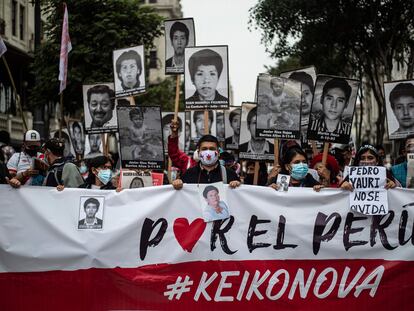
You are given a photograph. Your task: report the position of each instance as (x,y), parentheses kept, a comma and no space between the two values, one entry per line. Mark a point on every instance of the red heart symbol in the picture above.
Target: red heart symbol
(188,234)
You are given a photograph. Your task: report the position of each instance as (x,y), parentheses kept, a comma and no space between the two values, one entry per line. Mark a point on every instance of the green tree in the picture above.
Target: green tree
(96,28)
(355,38)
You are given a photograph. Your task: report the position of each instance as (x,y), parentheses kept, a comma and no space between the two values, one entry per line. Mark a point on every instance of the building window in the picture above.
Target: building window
(14,17)
(21,22)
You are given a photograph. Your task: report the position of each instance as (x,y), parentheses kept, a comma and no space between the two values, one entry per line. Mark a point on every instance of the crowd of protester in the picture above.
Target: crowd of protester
(44,164)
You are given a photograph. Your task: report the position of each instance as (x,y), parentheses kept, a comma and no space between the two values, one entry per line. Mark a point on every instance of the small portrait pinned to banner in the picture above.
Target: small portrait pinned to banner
(99,108)
(69,152)
(399,103)
(91,211)
(306,76)
(179,34)
(213,201)
(167,118)
(232,118)
(197,128)
(333,108)
(129,71)
(283,182)
(140,134)
(131,179)
(220,132)
(77,135)
(278,107)
(93,146)
(206,78)
(251,146)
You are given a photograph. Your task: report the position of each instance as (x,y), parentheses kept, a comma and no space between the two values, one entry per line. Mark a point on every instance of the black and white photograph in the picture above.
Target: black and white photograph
(206,78)
(179,34)
(93,146)
(167,118)
(213,201)
(99,108)
(129,71)
(131,179)
(140,135)
(306,76)
(91,212)
(251,146)
(333,108)
(197,124)
(399,103)
(232,118)
(278,107)
(77,135)
(68,152)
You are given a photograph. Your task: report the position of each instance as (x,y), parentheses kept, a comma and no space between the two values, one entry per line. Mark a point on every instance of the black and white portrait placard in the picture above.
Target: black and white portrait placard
(77,135)
(167,118)
(307,76)
(333,108)
(251,146)
(232,118)
(99,108)
(399,103)
(140,135)
(129,71)
(91,212)
(179,34)
(197,126)
(206,77)
(278,107)
(131,179)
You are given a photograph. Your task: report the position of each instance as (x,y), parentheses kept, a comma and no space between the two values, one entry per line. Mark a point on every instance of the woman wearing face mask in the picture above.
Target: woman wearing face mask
(100,174)
(295,164)
(368,156)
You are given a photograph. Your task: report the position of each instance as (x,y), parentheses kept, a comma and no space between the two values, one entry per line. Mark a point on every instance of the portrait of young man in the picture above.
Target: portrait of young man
(206,78)
(99,108)
(129,71)
(91,207)
(332,109)
(232,127)
(399,98)
(179,34)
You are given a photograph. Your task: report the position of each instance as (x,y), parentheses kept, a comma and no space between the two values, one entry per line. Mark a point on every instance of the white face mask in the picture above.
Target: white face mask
(209,157)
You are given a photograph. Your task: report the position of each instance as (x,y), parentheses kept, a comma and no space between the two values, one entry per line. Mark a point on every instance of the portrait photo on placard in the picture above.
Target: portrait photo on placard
(93,146)
(91,212)
(167,118)
(68,152)
(213,201)
(333,107)
(251,146)
(99,108)
(232,118)
(306,76)
(278,107)
(140,137)
(129,71)
(179,34)
(131,179)
(197,126)
(399,103)
(206,78)
(77,135)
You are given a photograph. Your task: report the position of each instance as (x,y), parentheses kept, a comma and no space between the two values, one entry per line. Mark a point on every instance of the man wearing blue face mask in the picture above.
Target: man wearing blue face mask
(209,169)
(100,174)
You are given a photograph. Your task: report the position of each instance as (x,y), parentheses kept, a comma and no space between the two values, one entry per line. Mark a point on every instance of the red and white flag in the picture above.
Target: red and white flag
(3,47)
(65,48)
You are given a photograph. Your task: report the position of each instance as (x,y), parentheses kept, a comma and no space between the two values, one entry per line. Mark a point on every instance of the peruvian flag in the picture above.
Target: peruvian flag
(65,48)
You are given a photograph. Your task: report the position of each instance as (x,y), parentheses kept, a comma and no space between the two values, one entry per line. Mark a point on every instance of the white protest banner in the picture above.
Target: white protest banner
(369,196)
(295,250)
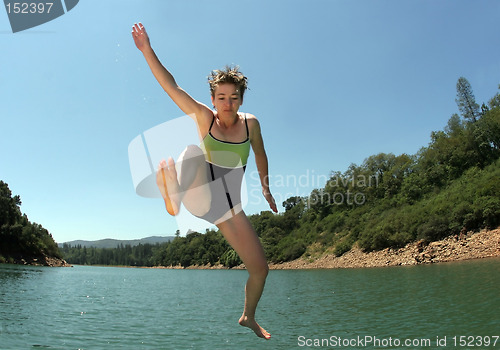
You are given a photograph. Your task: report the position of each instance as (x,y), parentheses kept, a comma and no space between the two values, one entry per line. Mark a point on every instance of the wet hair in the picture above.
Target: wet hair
(228,75)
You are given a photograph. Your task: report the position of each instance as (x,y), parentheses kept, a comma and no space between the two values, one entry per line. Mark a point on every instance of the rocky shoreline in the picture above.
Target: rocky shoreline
(465,246)
(39,261)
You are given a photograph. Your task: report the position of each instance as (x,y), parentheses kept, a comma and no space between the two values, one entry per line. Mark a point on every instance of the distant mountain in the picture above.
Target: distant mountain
(113,243)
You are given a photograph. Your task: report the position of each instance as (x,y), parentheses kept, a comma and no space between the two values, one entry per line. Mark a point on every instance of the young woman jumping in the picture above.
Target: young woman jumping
(207,178)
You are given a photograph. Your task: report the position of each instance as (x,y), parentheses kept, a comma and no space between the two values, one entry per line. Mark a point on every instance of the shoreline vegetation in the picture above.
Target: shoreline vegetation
(469,246)
(441,204)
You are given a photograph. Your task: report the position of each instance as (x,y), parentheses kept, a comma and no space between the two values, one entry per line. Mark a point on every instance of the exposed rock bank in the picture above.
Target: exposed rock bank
-------------------------
The problem:
Working from the listing above, retype it exactly but include no images.

Written answer:
You are given a photograph. Your task: report the position of each instance as (x,y), parentheses kept, a comma and no space between the two values, one entry per line. Mark a point on every instance of the red heart symbol in the picture above.
Target: red heart symbol
(188,234)
You are given a photograph. Your task: report the position of each instance as (x,y), parentheses kept, a comma and no space between the two values, one entry per line. Mark a point on every instance of the green tree in the picture above.
Target: green tree
(96,28)
(355,38)
You are given a photograph. Your task: report the position of each instance as (x,y), parentheses kept, a comma and no space between the two values, one entry per line. Mark a point on every instance of the building window in the picture above.
Target: building window
(14,17)
(21,22)
You are given a photograph. Your task: report the position of each instance as (x,y), parentheses kept, a comma and no space between the two values, one entry per line. Mark a point on every instance of the crowd of protester in the picture above.
Target: crowd of protester
(44,164)
You are given a photograph. Your task: report the position of each instance as (x,y), parentheses kept, a comma and no space between the two values, one entry per line. Mark a point on every instance of the small portrait pinned to banner in the picture above.
Target: small portrait pinned to banner
(99,108)
(69,152)
(399,103)
(91,211)
(306,76)
(179,34)
(213,201)
(167,118)
(232,118)
(197,128)
(333,108)
(129,71)
(283,182)
(140,134)
(131,179)
(220,132)
(77,135)
(278,107)
(93,146)
(206,78)
(251,146)
You are given a photograph. Your task: report the position of each instance as (x,y), parentheses kept, a comma and no space between the two values, one entry per line. Mark a point on every instance of the black and white photograph in the picture above.
Target: black and white photograph
(206,78)
(179,34)
(93,146)
(167,118)
(213,201)
(99,108)
(129,71)
(131,179)
(140,135)
(306,76)
(91,212)
(251,146)
(333,108)
(197,124)
(399,103)
(232,118)
(278,107)
(77,135)
(68,152)
You are given a photograph. Your task: report the position of each instance as (x,y), parentheses kept, a comma and no space between the two values, one entry per line. Mark a point on every instance of the black and white portrait placard in the picture above.
Target: black and white portrait placard
(77,135)
(167,118)
(307,76)
(333,108)
(251,146)
(232,118)
(99,108)
(399,103)
(140,135)
(129,71)
(91,212)
(179,34)
(197,126)
(206,77)
(278,107)
(131,179)
You are given a photograph. Your task: report the position of each instance as (x,y), parentheses kept, a comma and no space between the two values, one entry per line. Mark a point on every instance of the woman wearing face mask in the picture above.
Target: woman wearing face mask
(100,174)
(295,164)
(368,156)
You are given a photograph. Your task: report the position of each instance as (x,y), parentheses kept, a comma and no space between the two values, one entry per line. Mark a point on every instance of the portrait of young man in the picture above.
Target: portrait of young man
(206,78)
(99,108)
(129,71)
(91,207)
(332,109)
(232,127)
(399,98)
(179,34)
You are given a photograph. Your task: report the position of each instance as (x,y), parentheses kept, a comma and no space between the two values, one entry per line. Mark a point on every instance of the white face mask in the picture above.
Target: white face mask
(209,157)
You are given a photograph. Your task: report the position of each instance as (x,y), parentheses kept, a comma and no space between the two values, one entry per line. Mark a point on every instance of the portrait photo on placard in the picture above.
Target: portrait photo on placard
(93,146)
(91,212)
(167,118)
(68,152)
(213,201)
(333,107)
(251,146)
(99,108)
(232,118)
(306,76)
(278,107)
(140,137)
(129,71)
(179,34)
(131,179)
(197,126)
(399,103)
(206,78)
(77,135)
You are given a photograph. Your task: report the position of each instance as (x,y), parentheses kept, a comma and no space between the two values, one entry per line. Mark a point on every instance of the man wearing blue face mask in the picture above.
Target: man wearing blue face mask
(209,169)
(100,174)
You are given a photograph. Your task: report the position of each instance as (x,y), parentheses kept, a comma and no space between the two values, one entry per line. Mark a point on every instance of the red and white flag in the picture above.
Target: red and white flag
(3,47)
(65,48)
You are given a photograph. Your task: report the position of each instance as (x,y), parentheses kept, a comma and no space between the two values, one entry per line. Mark a point on every instance of the peruvian flag in the picture above.
Target: peruvian flag
(65,48)
You are given a photograph. Your task: report the position of each instance as (x,y), parentheses kept, a comma and no space between the two values, one entry per line. Mark a point on every instance of the white protest banner in the picture above.
Target: white protest banner
(369,196)
(295,250)
You are given a photograph. Your task: report the position of each instance as (x,y), parentheses kept, a comma and no space between the two values, one entry per line. Mark a point on every instance of the wet hair in the picture above.
Target: wet hair
(228,75)
You are given a photograph. Your task: report the position of each instance as (x,y), parentheses kept, a comma and no space between the two values, one entry per line. Mark a point on every instance of the rocky shoreline in the picture above.
Target: rocky shoreline
(465,246)
(39,261)
You are given a photograph. Your task: report the position of each instance as (x,y), parentheses kept, a comma and no space between the two values, one entry per line. Mark a point on every instance of the distant mountain in the picture above.
Target: distant mountain
(113,243)
You are given a photograph. Your task: report the position of each instance as (x,y), parentheses kept, a comma and no space between the two values, one entry per line. Mark a point on every instance of the young woman jumping in the picture above.
Target: young woman jumping
(207,178)
You are given a photograph. Your task: report the position of each instance as (x,y), parentheses kept, a comma and no space between the two values, one entry per line. Mark a point on every instance of the shoreline vegetation in the picture above.
Target: shoreline vegetation
(469,246)
(441,204)
You are given a photograph. Your task: report the position of each instance as (x,y), parentheses kept, a comma and no space between the two values, one entry per line. Mark a point on every instance of the exposed rock bank in the picture above.
Target: exposed rock bank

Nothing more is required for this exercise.